§ **REQUIRED TASK**
Extract the listing below in full, unchanged.

Lines of data

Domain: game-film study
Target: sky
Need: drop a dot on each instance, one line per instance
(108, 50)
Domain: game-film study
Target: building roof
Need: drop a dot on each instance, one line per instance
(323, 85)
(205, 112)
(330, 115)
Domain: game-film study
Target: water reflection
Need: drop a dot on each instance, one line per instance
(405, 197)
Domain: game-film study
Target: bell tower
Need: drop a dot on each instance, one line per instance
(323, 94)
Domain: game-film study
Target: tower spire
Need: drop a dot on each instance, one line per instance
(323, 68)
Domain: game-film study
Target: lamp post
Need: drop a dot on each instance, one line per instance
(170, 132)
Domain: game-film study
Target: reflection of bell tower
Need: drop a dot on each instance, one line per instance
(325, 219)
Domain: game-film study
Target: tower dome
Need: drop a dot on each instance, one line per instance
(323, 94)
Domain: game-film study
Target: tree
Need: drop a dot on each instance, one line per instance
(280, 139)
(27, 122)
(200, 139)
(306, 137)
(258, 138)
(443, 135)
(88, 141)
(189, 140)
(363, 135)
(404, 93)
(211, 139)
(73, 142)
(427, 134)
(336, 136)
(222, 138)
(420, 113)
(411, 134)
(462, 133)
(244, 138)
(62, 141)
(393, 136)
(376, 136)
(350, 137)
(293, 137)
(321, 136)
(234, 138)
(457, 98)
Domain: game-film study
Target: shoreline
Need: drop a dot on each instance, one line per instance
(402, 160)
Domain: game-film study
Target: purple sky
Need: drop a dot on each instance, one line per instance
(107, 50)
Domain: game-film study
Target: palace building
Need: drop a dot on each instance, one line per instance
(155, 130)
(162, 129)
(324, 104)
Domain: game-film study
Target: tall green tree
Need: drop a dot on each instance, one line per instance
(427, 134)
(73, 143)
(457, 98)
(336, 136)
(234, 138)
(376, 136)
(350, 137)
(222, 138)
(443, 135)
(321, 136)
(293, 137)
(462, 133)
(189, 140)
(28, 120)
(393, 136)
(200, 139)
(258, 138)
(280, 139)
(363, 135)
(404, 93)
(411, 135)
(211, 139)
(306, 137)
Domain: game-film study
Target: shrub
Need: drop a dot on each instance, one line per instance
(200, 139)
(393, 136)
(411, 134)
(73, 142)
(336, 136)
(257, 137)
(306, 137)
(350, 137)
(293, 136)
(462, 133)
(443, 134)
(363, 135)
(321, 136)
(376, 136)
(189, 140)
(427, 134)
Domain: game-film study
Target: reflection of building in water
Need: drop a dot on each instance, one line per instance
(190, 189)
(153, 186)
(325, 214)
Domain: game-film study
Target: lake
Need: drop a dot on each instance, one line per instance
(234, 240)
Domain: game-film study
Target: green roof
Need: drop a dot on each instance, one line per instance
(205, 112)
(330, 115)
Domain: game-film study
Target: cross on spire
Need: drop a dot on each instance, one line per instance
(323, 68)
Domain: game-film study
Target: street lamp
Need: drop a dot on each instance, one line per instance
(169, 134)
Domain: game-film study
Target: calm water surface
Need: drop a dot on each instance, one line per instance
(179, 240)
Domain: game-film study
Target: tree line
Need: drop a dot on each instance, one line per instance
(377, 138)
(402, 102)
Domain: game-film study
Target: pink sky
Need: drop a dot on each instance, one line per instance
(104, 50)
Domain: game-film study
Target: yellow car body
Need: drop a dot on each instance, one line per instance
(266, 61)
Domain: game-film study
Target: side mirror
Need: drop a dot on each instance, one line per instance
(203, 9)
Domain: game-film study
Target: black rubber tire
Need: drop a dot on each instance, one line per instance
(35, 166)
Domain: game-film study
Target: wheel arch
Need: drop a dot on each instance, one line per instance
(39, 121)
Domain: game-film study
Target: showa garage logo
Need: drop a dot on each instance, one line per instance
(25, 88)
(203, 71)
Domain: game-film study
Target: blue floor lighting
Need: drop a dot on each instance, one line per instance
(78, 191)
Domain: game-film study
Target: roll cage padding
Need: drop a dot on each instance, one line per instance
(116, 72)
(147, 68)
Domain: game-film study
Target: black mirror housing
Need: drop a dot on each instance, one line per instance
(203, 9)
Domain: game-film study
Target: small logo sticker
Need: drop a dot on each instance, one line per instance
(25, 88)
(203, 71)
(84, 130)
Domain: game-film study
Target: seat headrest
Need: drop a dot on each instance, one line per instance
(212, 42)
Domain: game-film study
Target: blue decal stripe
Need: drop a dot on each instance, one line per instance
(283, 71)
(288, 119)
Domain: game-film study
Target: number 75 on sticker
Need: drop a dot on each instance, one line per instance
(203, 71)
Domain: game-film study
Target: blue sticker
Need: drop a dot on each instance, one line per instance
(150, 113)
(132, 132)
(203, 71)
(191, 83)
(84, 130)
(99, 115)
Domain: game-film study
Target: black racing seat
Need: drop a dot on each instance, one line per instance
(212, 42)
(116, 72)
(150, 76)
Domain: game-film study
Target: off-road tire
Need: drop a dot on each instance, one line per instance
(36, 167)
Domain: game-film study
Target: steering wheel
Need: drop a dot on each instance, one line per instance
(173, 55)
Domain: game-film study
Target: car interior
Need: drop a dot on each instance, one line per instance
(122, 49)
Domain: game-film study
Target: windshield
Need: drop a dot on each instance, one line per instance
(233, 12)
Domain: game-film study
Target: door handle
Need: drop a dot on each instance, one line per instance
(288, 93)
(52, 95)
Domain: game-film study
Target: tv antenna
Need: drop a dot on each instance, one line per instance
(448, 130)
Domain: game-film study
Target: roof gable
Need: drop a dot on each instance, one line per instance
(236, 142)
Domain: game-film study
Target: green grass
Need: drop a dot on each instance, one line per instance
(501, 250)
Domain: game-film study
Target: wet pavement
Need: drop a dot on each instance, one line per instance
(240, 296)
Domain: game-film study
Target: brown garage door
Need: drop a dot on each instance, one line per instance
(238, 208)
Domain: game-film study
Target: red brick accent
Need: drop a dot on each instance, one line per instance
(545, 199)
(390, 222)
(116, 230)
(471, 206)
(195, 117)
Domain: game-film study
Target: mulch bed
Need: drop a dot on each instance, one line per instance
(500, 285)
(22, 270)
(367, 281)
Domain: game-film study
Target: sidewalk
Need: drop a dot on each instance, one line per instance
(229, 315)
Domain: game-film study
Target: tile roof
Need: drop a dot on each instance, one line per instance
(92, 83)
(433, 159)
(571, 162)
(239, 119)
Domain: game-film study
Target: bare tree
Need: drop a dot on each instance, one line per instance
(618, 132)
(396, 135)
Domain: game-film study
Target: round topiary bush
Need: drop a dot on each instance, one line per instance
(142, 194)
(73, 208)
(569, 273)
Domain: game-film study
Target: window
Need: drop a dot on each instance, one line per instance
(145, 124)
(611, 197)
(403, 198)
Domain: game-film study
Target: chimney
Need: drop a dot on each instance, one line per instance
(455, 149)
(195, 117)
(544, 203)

§ **SOLUTION TO THIS EXERCISE**
Domain: game-film study
Target: sky
Need: drop a dot on each instance, one line per instance
(108, 50)
Domain: game-film study
Target: building roof
Need: drop a dot on each instance, one line per instance
(323, 85)
(205, 112)
(330, 115)
Domain: game-film study
Target: water reflection
Need: drop a dot on each instance, one line per instance
(405, 197)
Domain: game-film study
Target: bell tower
Need: drop a dot on each instance, one line per instance
(323, 94)
Domain: game-film study
Target: tower spire
Need: drop a dot on each instance, one line per instance
(323, 68)
Domain: game-film study
Target: lamp post
Need: drop a dot on each instance, one line per instance
(170, 132)
Domain: game-film study
Target: reflection of bell tower
Need: drop a dot on each instance, one line per instance
(325, 219)
Domain: game-film study
Target: tower dome
Need: drop a dot on each instance, one line per instance
(323, 94)
Domain: game-film study
Target: tree
Need: drop a dot on each instance, one line per instance
(280, 139)
(27, 122)
(200, 139)
(306, 137)
(258, 138)
(443, 135)
(88, 141)
(189, 140)
(363, 135)
(404, 93)
(211, 139)
(73, 142)
(427, 134)
(336, 136)
(222, 138)
(420, 113)
(411, 134)
(462, 133)
(244, 138)
(62, 141)
(393, 136)
(376, 136)
(350, 137)
(293, 137)
(321, 136)
(234, 138)
(457, 98)
Domain: game-film study
Target: shoreline
Need: drop a dot on each instance, one line per instance
(402, 160)
Domain: game-film study
Target: purple sky
Need: drop a dot on each instance, one line per instance
(107, 50)
Domain: game-film study
Target: palace building
Need: drop a dot on each instance, one line per instance
(155, 130)
(162, 129)
(324, 104)
Domain: game-film study
Target: tall green tree
Need: drop a dot on each instance, one line per instance
(427, 134)
(73, 143)
(457, 98)
(336, 136)
(234, 138)
(376, 136)
(350, 137)
(222, 138)
(443, 135)
(321, 136)
(293, 137)
(462, 133)
(189, 140)
(28, 120)
(393, 136)
(200, 139)
(258, 138)
(280, 139)
(363, 135)
(404, 93)
(411, 135)
(211, 139)
(306, 137)
Domain: game-film study
Target: shrub
Need: drop a dot on each instance, one line per instance
(200, 139)
(393, 136)
(411, 134)
(73, 142)
(336, 136)
(257, 137)
(306, 137)
(350, 137)
(293, 136)
(462, 133)
(443, 134)
(363, 135)
(321, 136)
(376, 136)
(189, 140)
(427, 134)
Domain: game-film study
Target: reflection of building in water
Need: drop a dot on each instance, one line per instance
(190, 189)
(153, 186)
(325, 214)
Domain: game-film study
Target: lake
Need: drop a dot on each instance, one line per instance
(234, 240)
Domain: game-film study
Target: green roof
Need: drop a dot on each instance, one line per instance
(205, 112)
(330, 115)
Domain: game-film study
Target: cross on spire
Need: drop a dot on each instance, one line per instance
(323, 68)
Domain: game-film study
Target: street lamp
Need: drop a dot on each instance, one line per instance
(169, 134)
Domain: game-film study
Target: calm water surface
Need: drop a dot on each instance, one line per instance
(179, 240)
Domain: game-film study
Target: tree line
Need: drop a dot on each instance, one line per instance
(377, 138)
(402, 102)
Domain: game-film study
Target: pink sky
Need: drop a dot on each instance, one line per instance
(104, 50)
Domain: game-film study
Target: yellow car body
Need: drop a dot on each instance, one line per instance
(266, 61)
Domain: game-film study
Target: side mirror
Need: drop a dot on each instance, one line per instance
(203, 9)
Domain: game-film study
Target: black rubber tire
Need: drop a dot on each instance, one line per instance
(35, 166)
Domain: game-film study
Target: wheel arch
Need: drop a dot on each instance, one line per instance
(39, 121)
Domain: game-film study
Target: showa garage logo
Need: drop a dot on each instance, one line per instance
(25, 88)
(203, 71)
Domain: game-film study
Target: blue floor lighting
Need: drop a dot on each instance, one line per instance
(78, 191)
Domain: game-film study
Target: roll cage padding
Need: drop a dot on each instance, one line per instance
(116, 72)
(147, 68)
Domain: game-film study
Target: black mirror housing
Need: drop a dot on each instance, one line per instance
(203, 9)
Domain: game-film study
Target: small logo sticker
Need: drop a dot on each instance, one line per instance
(25, 88)
(203, 71)
(84, 130)
Domain: game-film study
Target: seat headrest
Need: drop a dot on each instance, one line per instance
(212, 42)
Domain: game-film study
Target: blue decal stripe
Need: drop a dot on each instance, one line per instance
(283, 71)
(288, 119)
Domain: game-film study
Target: number 75 on sticker
Need: drop a dot on each instance, one line per instance
(203, 71)
Domain: game-film study
Target: blue sticker
Need: drop a dot on each instance, one line per instance
(150, 113)
(132, 132)
(203, 71)
(191, 83)
(84, 130)
(99, 115)
Domain: game-film study
Target: black racing seat
Need: drop a dot on each instance, one line per instance
(212, 42)
(116, 72)
(150, 76)
Domain: game-film study
Target: off-road tire
Need: drop a dot on each instance, one line per instance
(36, 167)
Domain: game-film study
Target: steering wheel
Need: drop a dot on each instance, one line per instance
(173, 55)
Domain: game-film study
Target: car interior
Need: drop a dot on each instance, one line per instance
(122, 49)
Domain: game-film study
Target: windshield
Need: drop a dot on each instance, one line per instance
(233, 12)
Domain: game-film study
Target: door handle
Need: drop a dot on each instance, one line per instance
(288, 93)
(52, 95)
Domain: game-film study
Target: tv antenna
Need: drop a dot on each instance, one line per instance
(448, 130)
Domain: game-film study
Target: roof gable
Need: drop a dot on each instance, one line per instance
(236, 142)
Domain: game-film study
Target: green grass
Need: drop a dot on each instance, one line per instance
(501, 250)
Domain: game-film study
Target: wet pavement
Need: drop a dot on each instance, one line per instance
(240, 296)
Domain: game-film study
Target: brown garage door
Need: drop a dot on each instance, one line per instance
(238, 208)
Domain: game-film study
Target: red brick accent
Need: drop a dot on each instance, one line per instance
(545, 199)
(390, 222)
(116, 230)
(471, 206)
(195, 117)
Domain: game-film study
Target: mulch bed
Need: drop a dot on each instance, one line per instance
(500, 285)
(22, 270)
(367, 281)
Domain: game-film study
Target: sidewalk
Need: drop a dot on each instance, one line per instance
(229, 315)
Domain: game-film study
Target: tile roof
Need: drop a dot on each instance, one line per instance
(92, 83)
(433, 159)
(571, 162)
(239, 119)
Domain: game-film study
Target: bare tree
Need: drop a dot on each instance, one line per instance
(618, 132)
(396, 135)
Domain: game-film study
Target: round topiary bush
Need: drop a dot on each instance, one line per instance
(142, 194)
(73, 208)
(569, 273)
Domain: game-film study
Target: window
Need: drop a dot on each instance, one line per instance
(145, 124)
(611, 197)
(403, 198)
Domain: game-film study
Target: chimney
Need: drop a dot on each instance, one line per instance
(455, 149)
(195, 117)
(544, 203)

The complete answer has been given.